▶ [Problem details] Change every "stone column" to "marble pillar" in the listing below, keeping everything else the same. Leave the pictures out of your version.
##### Task inputs
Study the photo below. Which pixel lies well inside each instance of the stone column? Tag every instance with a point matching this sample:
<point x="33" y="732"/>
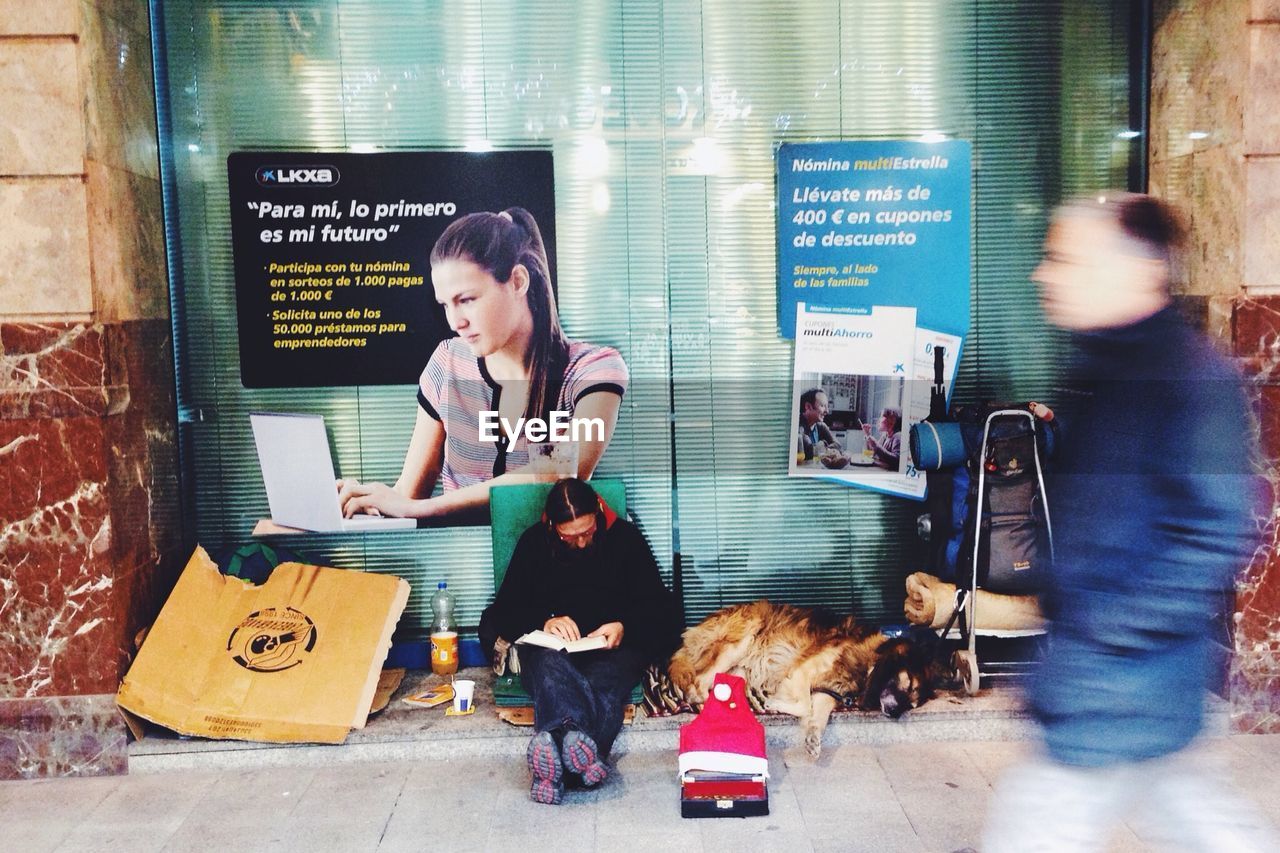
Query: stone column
<point x="90" y="528"/>
<point x="1215" y="150"/>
##########
▶ [Result]
Study the photo below. Which pixel lies well inside each instance of the marble pillar? Tag every instance with a point matching this sample:
<point x="33" y="732"/>
Query: marble pillar
<point x="90" y="528"/>
<point x="1215" y="150"/>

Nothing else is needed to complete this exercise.